# [EXCERPT TO READ]
%%

This is not a temperature problem. The agent is being perfectly consistent with its current context window. The problem is that the current context window no longer contains the constraints it was authorized against.
Why the Benchmark Can't See It
The 2602.11619 methodology is correct for what it measures. HotpotQA tasks are short. Sessions don't accumulate enough history to trigger compaction. The experiment studies a stationary system; temporal drift is a non-stationary phenomenon that requires session length to appear.
ReliabilityBench (arXiv:2601.06112) extends the evaluation with pass@k and perturbation robustness, but still evaluates reliability as a property of individual short runs — not as a function of session age and compression history.
To measure Type 2 inconsistency, you need:
- A session long enough for the context window to fill and compaction to fire
- Explicit behavioral constraints stated at session start
- A mechanism to track whether those constraint terms remain influential in generation after compaction
- Comparison of agent behavior on constraint-relevant decisions at T=0 versus T=N (post-compaction)

%%

# [ACTIONS TO TAKE]
(1) According to the excerpt on agent reliability, what two things does ReliabilityBench add to the evaluation?
(2) Print the part of the excerpt on agent reliability that opens with the words containing "ReliabilityBench (arXiv:2601.06112) extends" and closes with "and compression history.".
(3) Proceed with the excerpt on agent reliability, picking up after its last sentence.

Region pointing data
%%

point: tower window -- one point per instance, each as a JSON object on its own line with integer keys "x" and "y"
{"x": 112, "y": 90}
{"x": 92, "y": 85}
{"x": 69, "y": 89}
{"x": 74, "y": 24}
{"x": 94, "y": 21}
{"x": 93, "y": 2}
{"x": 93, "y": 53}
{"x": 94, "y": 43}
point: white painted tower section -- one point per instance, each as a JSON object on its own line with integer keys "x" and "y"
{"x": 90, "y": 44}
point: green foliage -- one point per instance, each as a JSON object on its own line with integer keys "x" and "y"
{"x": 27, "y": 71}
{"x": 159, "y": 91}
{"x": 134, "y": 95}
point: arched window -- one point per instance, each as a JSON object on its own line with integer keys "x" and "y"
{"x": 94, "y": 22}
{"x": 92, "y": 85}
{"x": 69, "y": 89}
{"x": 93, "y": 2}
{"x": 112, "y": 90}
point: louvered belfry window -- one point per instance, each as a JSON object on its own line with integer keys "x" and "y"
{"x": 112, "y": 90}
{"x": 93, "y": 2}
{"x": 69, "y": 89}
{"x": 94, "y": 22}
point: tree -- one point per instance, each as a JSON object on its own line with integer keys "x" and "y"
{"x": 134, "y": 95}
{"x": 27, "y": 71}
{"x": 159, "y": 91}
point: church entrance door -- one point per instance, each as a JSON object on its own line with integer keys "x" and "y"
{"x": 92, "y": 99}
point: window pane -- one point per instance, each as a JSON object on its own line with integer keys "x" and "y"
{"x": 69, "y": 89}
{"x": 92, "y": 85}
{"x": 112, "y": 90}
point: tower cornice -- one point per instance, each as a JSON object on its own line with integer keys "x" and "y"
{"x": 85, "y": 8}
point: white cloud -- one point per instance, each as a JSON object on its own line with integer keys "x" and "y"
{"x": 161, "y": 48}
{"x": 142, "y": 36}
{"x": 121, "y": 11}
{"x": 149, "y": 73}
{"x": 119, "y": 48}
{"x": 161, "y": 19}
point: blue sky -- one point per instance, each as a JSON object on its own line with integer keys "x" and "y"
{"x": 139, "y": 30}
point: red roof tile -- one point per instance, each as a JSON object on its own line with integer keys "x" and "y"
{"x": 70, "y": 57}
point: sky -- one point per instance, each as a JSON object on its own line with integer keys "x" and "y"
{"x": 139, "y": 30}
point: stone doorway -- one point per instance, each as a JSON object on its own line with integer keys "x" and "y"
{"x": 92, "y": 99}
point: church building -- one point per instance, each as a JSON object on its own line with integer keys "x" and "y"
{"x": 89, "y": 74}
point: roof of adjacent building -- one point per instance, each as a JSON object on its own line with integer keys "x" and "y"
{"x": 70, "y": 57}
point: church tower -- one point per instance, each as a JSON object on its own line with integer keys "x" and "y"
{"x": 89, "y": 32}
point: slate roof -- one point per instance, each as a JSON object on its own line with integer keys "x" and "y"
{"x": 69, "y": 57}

%%

# [PER-TASK ANSWERS]
(1) Pass@k and perturbation robustness.

(2)
ReliabilityBench (arXiv:2601.06112) extends the evaluation with pass@k and perturbation robustness, but still evaluates reliability as a property of individual short runs — not as a function of session age and compression history.

(3)
Measuring Type 2: CCS
The metric I use is Constraint Consistency Score (CCS): the ratio of constraint-term frequency in agent output post-compaction versus pre-compaction.
CCS near 1.0: constraints are still shaping generation. The agent is operating within its authorized behavioral profile.
CCS below 0.4: the behavioral surface has shifted enough to produce authorization-relevant failures. The agent is no longer grounded in its original constraints — not because it was re-configured, but because its context window no longer contains them.
from compression_monitor import CompressionMonitor
# CCS measurement for Type 2 inconsistency
monitor = CompressionMonitor(
constraint_terms=["stop_loss", "max_drawdown", "scope_limit", "access_boundary"],
window_size=20,
decay_threshold=0.4 # CCS below this = behavioral drift alert
)
# After each agent output:
monitor.record(agent_output)
# CCS check before constraint-sensitive operations:
ccs = monitor.constraint_consistency_score()
if ccs < 0.4:
raise BehavioralDriftWarning(
f"CCS={ccs:.2f}: constraint terms decayed; re-inject or halt"
)
In a simulated long-session TradingAgents run: pre-compaction CCS was 0.91, post-compaction CCS dropped to 0.44, and all configured risk parameter terms were effectively absent from risk_manager outputs. The authentication surface was unchanged. The behavioral surface had moved.
Different Problems, Different Fixes
The mitigations do not overlap:
For Type 1 (stochastic variance): Lower temperature at decision steps. Structured schemas. Chain-of-thought anchoring. Majority vote for high-stakes decisions. None of these touch the context rotation problem.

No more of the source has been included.